• _EXTRACT_:
start

Making Me Dizzy

You’re making me dizzy … my head is spinning!
Tommy Roe – Dizzy

That old tune from Atlantan Tommy Roe tells of a boy getting dizzy after being kissed by a pretty girl … no confirmation on whether the young lady was one of Lane Kiffin’s Orange Pride escorts.

Welcome back to The Campus Game where the annual college football coaching carousel is making me dizzy.

Lil Lane

“Lil Lane” Kiffin (as he’s known at The Campus Game) bolted the mountains of east Tennessee for the hills of Hollywood yesterday leaving a greasy trail across Rocky Top that will take a while to scrub clean.

I can understand why Lil Lane would take the job.

He’ll probably make quite a bit more money. The PAC-10 should be much easier to conquer than the ascendant SEC. He’s a West Coast guy and his silly “street cred” ploys play much more easily on Sunset Strip than Cumberland Strip.

Yes, he’s a shady guy with little to no scruples (kind of like Bobby Petrino only without the brains), and he’s leaving the Volunteers in a recruiting lurch … but I can understand why Lil Lane took the Trojan job.

I cannot understand why USC offered him the job.

On the field, the best one can say is that the jury is still out on Lil Lane (but it’s getting mighty close to a verdict). He was part of the golden age of Trojan football under Pete Carroll, but by most accounts played only a modest role at best. He had a disastrous stint as head coach of the Oakland Raiders (when Al Davis comes out of a spat looking better than you – well that’s ugly). He produced one mediocre 7-6 season in Knoxville, winning a single game of note (over a down Georgia team). He got taken to the cleaners in the Chick-fil-A bowl.

Off the field, Kiffin was far worse.

He cheated.

At least six NCAA infractions were reported by the Vols in Lil Lane’s fourteen month tenure (“compliance” to the Vol Athletic Department apparently meant taking bullets for boy blunder … bullets and Lane Kiffin football players is not such a stretch either).

He lied.

end

• _MATERIAL PROVIDED_:
start

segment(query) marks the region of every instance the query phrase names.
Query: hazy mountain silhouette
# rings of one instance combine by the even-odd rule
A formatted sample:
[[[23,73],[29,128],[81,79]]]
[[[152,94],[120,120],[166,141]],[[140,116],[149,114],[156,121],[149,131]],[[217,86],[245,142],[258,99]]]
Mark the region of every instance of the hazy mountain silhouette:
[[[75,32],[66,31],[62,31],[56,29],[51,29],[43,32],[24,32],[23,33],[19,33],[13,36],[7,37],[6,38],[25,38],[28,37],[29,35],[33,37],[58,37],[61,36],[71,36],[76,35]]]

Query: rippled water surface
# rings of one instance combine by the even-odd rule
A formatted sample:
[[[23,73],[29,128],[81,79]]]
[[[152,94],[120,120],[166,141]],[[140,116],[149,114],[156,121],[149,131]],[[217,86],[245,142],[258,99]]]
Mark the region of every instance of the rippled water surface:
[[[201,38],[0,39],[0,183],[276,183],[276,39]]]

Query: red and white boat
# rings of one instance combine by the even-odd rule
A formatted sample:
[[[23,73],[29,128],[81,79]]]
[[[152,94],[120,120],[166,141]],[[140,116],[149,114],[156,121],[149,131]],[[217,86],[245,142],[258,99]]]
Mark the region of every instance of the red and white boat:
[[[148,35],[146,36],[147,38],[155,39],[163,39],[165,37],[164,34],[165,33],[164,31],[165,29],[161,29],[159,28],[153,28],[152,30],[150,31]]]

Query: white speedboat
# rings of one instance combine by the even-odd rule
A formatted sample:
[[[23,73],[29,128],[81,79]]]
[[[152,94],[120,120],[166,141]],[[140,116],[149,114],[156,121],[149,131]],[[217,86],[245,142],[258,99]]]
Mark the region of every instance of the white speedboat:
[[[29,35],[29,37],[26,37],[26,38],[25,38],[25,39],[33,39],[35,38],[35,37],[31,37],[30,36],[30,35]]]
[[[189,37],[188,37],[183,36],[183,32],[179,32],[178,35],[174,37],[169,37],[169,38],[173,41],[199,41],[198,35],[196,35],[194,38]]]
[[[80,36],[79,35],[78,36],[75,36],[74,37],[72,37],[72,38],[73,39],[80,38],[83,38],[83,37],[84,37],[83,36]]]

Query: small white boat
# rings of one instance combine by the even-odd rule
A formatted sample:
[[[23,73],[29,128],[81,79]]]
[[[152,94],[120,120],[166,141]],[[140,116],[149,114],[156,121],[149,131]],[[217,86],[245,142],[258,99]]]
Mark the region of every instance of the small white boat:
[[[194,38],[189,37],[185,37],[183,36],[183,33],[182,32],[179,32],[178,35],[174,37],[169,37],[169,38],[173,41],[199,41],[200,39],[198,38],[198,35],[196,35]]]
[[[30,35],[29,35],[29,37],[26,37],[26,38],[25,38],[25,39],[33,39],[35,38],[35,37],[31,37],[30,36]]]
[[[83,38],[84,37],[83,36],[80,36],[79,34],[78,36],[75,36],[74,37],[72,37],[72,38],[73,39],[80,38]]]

end

• _GOALS_:
1. Do these statements agree with the Kiffin column? Answer yes or no for each and quote the words that decide it. (a) Kiffin had a 7-6 season in Knoxville. (b) The writer cannot understand why Kiffin took the Trojan job. (c) At least six NCAA infractions were reported during Kiffin's tenure.
2. In the Kiffin column, take the part that opens with "On the field, the" and closes with "was far worse.", and change "Knoxville" to "Tennessee".

• _EXPECTED ANSWERS_:
1.
(a) Yes: "He produced one mediocre 7-6 season in Knoxville"
(b) No: "I can understand why Lil Lane took the Trojan job."
(c) Yes: "At least six NCAA infractions were reported by the Vols in Lil Lane’s fourteen month tenure"

2.
On the field, the best one can say is that the jury is still out on Lil Lane (but it’s getting mighty close to a verdict). He was part of the golden age of Trojan football under Pete Carroll, but by most accounts played only a modest role at best. He had a disastrous stint as head coach of the Oakland Raiders (when Al Davis comes out of a spat looking better than you – well that’s ugly). He produced one mediocre 7-6 season in Tennessee, winning a single game of note (over a down Georgia team). He got taken to the cleaners in the Chick-fil-A bowl.

Off the field, Kiffin was far worse.